DESCRIPTION OF THE TASK →
Word for word, repeat every record.

MATERIAL PROVIDED →

=-=-=

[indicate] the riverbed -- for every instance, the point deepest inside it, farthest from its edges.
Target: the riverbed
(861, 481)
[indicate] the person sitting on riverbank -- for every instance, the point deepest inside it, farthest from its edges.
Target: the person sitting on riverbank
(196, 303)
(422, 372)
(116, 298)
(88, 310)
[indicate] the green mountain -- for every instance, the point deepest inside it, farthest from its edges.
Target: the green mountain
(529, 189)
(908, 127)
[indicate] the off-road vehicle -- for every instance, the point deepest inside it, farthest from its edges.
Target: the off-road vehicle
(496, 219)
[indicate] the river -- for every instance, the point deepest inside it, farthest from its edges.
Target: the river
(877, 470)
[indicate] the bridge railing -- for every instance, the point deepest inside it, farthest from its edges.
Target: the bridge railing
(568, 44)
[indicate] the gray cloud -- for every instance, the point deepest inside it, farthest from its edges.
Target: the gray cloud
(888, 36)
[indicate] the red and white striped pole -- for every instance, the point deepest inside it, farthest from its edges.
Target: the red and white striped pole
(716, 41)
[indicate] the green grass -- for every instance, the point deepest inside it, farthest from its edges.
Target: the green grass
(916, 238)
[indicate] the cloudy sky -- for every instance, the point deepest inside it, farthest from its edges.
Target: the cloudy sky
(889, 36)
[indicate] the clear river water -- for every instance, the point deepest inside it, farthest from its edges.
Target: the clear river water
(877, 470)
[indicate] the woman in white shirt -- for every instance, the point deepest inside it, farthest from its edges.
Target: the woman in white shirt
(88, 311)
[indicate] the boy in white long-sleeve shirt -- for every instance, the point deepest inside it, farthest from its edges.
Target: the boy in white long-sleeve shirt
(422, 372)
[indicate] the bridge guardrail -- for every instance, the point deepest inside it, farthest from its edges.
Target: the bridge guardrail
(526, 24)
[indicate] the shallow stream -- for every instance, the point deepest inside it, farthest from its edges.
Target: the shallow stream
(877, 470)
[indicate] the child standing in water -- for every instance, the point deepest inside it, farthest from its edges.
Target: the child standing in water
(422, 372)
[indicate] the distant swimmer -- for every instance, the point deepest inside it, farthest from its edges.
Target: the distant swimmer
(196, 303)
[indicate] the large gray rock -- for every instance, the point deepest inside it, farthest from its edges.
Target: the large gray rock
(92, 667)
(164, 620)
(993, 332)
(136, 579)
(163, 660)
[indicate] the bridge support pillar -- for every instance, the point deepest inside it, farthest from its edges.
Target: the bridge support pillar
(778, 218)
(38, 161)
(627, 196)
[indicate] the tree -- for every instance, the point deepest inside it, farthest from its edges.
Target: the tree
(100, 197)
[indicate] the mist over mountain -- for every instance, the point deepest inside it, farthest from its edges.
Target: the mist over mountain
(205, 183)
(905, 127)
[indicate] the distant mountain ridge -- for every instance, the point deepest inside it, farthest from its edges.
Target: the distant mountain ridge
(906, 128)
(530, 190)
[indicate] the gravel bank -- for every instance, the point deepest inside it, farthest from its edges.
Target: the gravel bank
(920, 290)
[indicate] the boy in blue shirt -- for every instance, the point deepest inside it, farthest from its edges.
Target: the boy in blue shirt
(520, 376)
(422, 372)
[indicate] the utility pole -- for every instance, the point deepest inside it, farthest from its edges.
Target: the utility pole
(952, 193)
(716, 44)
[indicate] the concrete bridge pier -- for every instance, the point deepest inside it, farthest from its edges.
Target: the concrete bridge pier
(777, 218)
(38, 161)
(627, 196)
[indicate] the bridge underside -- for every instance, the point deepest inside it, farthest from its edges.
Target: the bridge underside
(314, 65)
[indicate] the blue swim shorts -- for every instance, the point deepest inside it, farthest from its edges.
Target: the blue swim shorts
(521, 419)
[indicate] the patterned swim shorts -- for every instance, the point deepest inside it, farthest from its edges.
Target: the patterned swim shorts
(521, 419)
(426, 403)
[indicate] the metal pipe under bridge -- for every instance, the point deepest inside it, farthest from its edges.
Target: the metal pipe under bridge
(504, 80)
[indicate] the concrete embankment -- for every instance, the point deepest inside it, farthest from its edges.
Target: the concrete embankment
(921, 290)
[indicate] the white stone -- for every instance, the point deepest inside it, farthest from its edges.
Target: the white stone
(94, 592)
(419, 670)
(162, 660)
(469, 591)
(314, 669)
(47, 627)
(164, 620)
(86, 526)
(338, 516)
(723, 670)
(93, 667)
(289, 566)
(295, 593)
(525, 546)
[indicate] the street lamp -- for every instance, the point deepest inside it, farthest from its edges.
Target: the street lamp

=-=-=

SOLUTION FOR THIS TASK →
[indicate] the riverbed -- for every instance, the point deepest inside it, farthest from its edges.
Target: the riverbed
(861, 481)
[indicate] the person sitting on riverbank -- for every instance, the point deepest inside it, farthest from its edges.
Target: the person sitting on riverbank
(196, 303)
(422, 372)
(116, 298)
(88, 310)
[indicate] the green mountain -- for every instance, the point deepest inside it, farthest from its edges.
Target: the green mountain
(529, 189)
(908, 127)
[indicate] the off-road vehicle -- for every instance, the point deepest inside it, farthest from its edges.
Target: the off-road vehicle
(496, 219)
[indicate] the river -- for every instance, the point deepest inside it, farthest from its edges.
Target: the river
(877, 470)
[indicate] the bridge railing -- for every instance, the point deepest inside it, farthest from its edges.
Target: the bridge railing
(568, 44)
[indicate] the gray cloud -- for every instance, the point deepest inside it, farthest from its edges.
Target: the gray cloud
(888, 36)
[indicate] the red and white striped pole -- for every instance, the point deepest inside it, farthest from its edges.
Target: the red and white striped pole
(716, 41)
[indicate] the green grass -- for every instance, the point deepest inside it, farthest from its edges.
Target: the green grass
(916, 238)
[indicate] the cloudy sky -- for every instance, the point deepest inside it, farthest from its edges.
Target: the cloudy sky
(889, 36)
[indicate] the clear river water -- for every instance, the point deepest inside it, farthest from its edges.
Target: the clear river water
(877, 470)
[indicate] the woman in white shirt -- for every instance, the point deepest inside it, farthest from its edges.
Target: the woman in white shirt
(88, 311)
[indicate] the boy in white long-sleeve shirt -- for every instance, the point deepest inside it, farthest from its edges.
Target: the boy in white long-sleeve shirt
(422, 372)
[indicate] the bridge guardrail -- for every instance, the point deepest inside it, farthest from its edges.
Target: the bridge guardrail
(526, 24)
[indicate] the shallow stream -- for every instance, the point deepest inside it, farthest from its edges.
Target: the shallow stream
(877, 470)
[indicate] the child standing in water -- for every instance, the point deepest inside it, farthest from its edges.
Target: the child standing in water
(422, 372)
[indicate] the distant swimmer -- for every instance, the point deepest inside it, farthest from its edges.
Target: the distant swimmer
(196, 303)
[indicate] the large gray rock -- for every instance, the point deepest inside it, farthest from its edges.
Target: the large gray rock
(92, 667)
(164, 620)
(993, 332)
(136, 579)
(163, 660)
[indicate] the bridge support pillar -- for every instance, the point deepest inside it, farthest from its edges.
Target: the bridge support pillar
(778, 218)
(38, 161)
(627, 196)
[indicate] the tree -- for every instance, the point deepest inside it, farthest from its edges.
Target: the tree
(100, 197)
[indicate] the mist over mountain -- for every instance, the point deepest inside it, farthest from its edges.
Target: the mist over mountain
(205, 183)
(905, 127)
[indicate] the distant mountain ridge -- for every instance, the point deepest inside it, farthest from its edges.
Target: the distant mountain ridge
(906, 128)
(530, 190)
[indicate] the gravel bank -- for every instance, the point deepest inside it, farthest from its edges.
Target: the gravel bank
(920, 290)
[indicate] the boy in blue shirt -- for every instance, the point deepest inside it, farthest from its edges.
Target: the boy in blue shirt
(520, 376)
(422, 372)
[indicate] the utility pole -- for every instance, the point deepest inside it, farthest from its edges.
Target: the utility pole
(952, 193)
(716, 44)
[indicate] the concrete bridge pier -- for every instance, the point deepest inside it, farthest from its edges.
Target: the concrete bridge pier
(777, 218)
(38, 161)
(627, 196)
[indicate] the bridge underside -- for every instance, the point deepest inside it, farthest from its edges.
Target: the bridge underside
(314, 65)
[indicate] the blue swim shorts -- for every instance, the point deepest inside it, farthest from its edges.
Target: the blue swim shorts
(521, 419)
[indicate] the patterned swim shorts -- for every instance, the point deepest inside it, farthest from its edges.
Target: the patterned swim shorts
(521, 419)
(426, 403)
[indicate] the metal pipe under bridge -- for every instance, the point deepest inside it, farthest from its edges.
Target: the metal pipe under bridge
(504, 80)
[indicate] the concrete embankment -- for every instance, the point deepest inside it, farthest from its edges.
Target: the concrete embankment
(921, 290)
[indicate] the white stone -- for every instance, the point deepest inside it, farthest from its edges.
Target: the white stone
(94, 592)
(419, 670)
(162, 660)
(469, 591)
(314, 669)
(47, 627)
(164, 620)
(86, 526)
(338, 516)
(723, 670)
(93, 667)
(289, 566)
(295, 593)
(525, 546)
[indicate] the street lamp -- for every instance, the point deepest inside it, farthest from its edges.
Target: the street lamp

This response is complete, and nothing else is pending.